Work instructions: Format the data from its first line through the line containing "[821,822,1006,914]", both included, as a JSON list of strings with one string per line and blank lines left out.

Supplied data:
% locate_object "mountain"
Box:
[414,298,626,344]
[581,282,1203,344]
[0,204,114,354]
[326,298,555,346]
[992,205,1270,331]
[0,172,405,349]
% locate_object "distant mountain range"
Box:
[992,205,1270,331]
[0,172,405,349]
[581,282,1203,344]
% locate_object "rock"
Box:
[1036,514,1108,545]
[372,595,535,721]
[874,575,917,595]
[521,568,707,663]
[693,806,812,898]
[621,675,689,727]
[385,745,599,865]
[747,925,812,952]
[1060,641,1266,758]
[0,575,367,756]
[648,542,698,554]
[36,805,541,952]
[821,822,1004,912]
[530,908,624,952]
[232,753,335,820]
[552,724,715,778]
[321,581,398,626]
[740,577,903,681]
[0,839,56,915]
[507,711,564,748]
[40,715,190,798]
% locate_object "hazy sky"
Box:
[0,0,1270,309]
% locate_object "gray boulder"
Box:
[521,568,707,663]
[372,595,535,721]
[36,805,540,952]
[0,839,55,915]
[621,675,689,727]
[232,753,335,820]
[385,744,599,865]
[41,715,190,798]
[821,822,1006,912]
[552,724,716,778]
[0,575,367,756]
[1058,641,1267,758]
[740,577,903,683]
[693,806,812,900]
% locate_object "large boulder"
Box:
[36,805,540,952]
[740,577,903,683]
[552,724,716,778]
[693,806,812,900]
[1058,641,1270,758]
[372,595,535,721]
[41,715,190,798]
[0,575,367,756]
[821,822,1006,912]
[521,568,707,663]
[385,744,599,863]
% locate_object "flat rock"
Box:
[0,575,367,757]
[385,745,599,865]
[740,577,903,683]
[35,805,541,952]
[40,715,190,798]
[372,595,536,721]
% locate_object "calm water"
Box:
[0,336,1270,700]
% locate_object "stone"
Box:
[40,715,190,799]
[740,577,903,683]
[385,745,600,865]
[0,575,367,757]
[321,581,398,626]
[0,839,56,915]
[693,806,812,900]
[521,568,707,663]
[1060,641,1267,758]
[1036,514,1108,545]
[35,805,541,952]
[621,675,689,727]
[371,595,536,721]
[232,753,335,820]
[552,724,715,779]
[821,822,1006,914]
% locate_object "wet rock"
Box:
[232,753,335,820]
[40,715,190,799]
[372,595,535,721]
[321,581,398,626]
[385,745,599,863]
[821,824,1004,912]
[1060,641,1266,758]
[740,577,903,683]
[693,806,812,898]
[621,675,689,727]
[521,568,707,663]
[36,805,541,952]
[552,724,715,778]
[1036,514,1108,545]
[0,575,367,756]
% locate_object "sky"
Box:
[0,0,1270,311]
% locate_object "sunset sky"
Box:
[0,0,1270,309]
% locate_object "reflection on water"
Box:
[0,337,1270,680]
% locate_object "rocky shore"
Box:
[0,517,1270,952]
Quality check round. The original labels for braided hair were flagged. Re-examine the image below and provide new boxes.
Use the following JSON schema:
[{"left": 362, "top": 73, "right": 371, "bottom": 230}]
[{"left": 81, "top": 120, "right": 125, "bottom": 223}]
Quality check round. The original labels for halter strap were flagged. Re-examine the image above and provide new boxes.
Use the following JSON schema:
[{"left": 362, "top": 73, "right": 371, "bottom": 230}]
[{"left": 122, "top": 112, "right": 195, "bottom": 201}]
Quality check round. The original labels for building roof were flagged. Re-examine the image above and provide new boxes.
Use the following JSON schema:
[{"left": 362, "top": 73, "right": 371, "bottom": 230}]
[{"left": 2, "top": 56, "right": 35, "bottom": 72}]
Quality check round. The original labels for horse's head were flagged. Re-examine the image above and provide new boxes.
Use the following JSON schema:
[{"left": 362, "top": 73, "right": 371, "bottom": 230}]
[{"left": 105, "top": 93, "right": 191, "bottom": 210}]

Solution to the exercise:
[
  "% locate_object \"mountain\"",
  "Box:",
  "[414,298,626,344]",
  "[581,282,1203,344]",
  "[0,204,114,354]",
  "[326,298,555,346]",
  "[992,205,1270,331]",
  "[0,172,405,349]",
  "% locate_object \"distant mountain range\"",
  "Box:",
  "[992,205,1270,331]",
  "[0,172,405,349]",
  "[581,282,1203,344]",
  "% locate_object \"rock\"",
  "Box:",
  "[1036,514,1108,545]",
  "[372,595,535,721]",
  "[874,575,917,595]",
  "[521,568,707,663]",
  "[693,806,812,898]",
  "[621,675,689,727]",
  "[385,745,599,865]",
  "[747,925,812,952]",
  "[1060,641,1266,758]",
  "[0,575,367,756]",
  "[648,542,698,554]",
  "[36,805,541,952]",
  "[821,822,1004,912]",
  "[530,908,624,952]",
  "[232,753,335,820]",
  "[552,724,715,778]",
  "[321,581,398,626]",
  "[740,577,903,681]",
  "[0,839,56,915]",
  "[507,711,564,748]",
  "[40,715,190,798]",
  "% locate_object \"hazy sky\"",
  "Box:",
  "[0,0,1270,309]",
  "% locate_object \"gray boulder\"",
  "Box:",
  "[521,568,707,663]",
  "[372,595,535,721]",
  "[36,805,540,952]",
  "[0,839,55,915]",
  "[621,675,689,727]",
  "[232,753,335,820]",
  "[385,744,599,865]",
  "[41,715,190,798]",
  "[821,822,1006,912]",
  "[552,724,716,778]",
  "[0,575,367,756]",
  "[1058,641,1267,758]",
  "[740,577,903,683]",
  "[693,806,812,900]",
  "% locate_object \"large boulder\"",
  "Box:",
  "[36,805,540,952]",
  "[740,577,903,683]",
  "[552,724,716,778]",
  "[693,806,812,900]",
  "[1058,641,1270,758]",
  "[372,595,535,721]",
  "[41,715,190,798]",
  "[0,575,367,756]",
  "[821,822,1006,912]",
  "[521,568,707,663]",
  "[385,744,599,863]",
  "% locate_object \"flat rock\"",
  "Box:",
  "[0,575,367,757]",
  "[385,745,599,865]",
  "[740,577,903,683]",
  "[35,805,541,952]",
  "[40,715,190,798]",
  "[372,595,536,721]",
  "% locate_object \"calm water\"",
  "Box:",
  "[0,336,1270,700]",
  "% locate_object \"stone\"",
  "Box:",
  "[40,715,190,799]",
  "[740,577,903,683]",
  "[385,745,600,865]",
  "[0,575,367,757]",
  "[321,581,398,626]",
  "[0,839,56,915]",
  "[693,806,812,900]",
  "[521,568,707,663]",
  "[1060,641,1267,758]",
  "[1036,514,1108,545]",
  "[35,805,541,952]",
  "[621,675,689,727]",
  "[371,595,536,721]",
  "[232,753,335,820]",
  "[552,724,715,779]",
  "[821,822,1006,914]"
]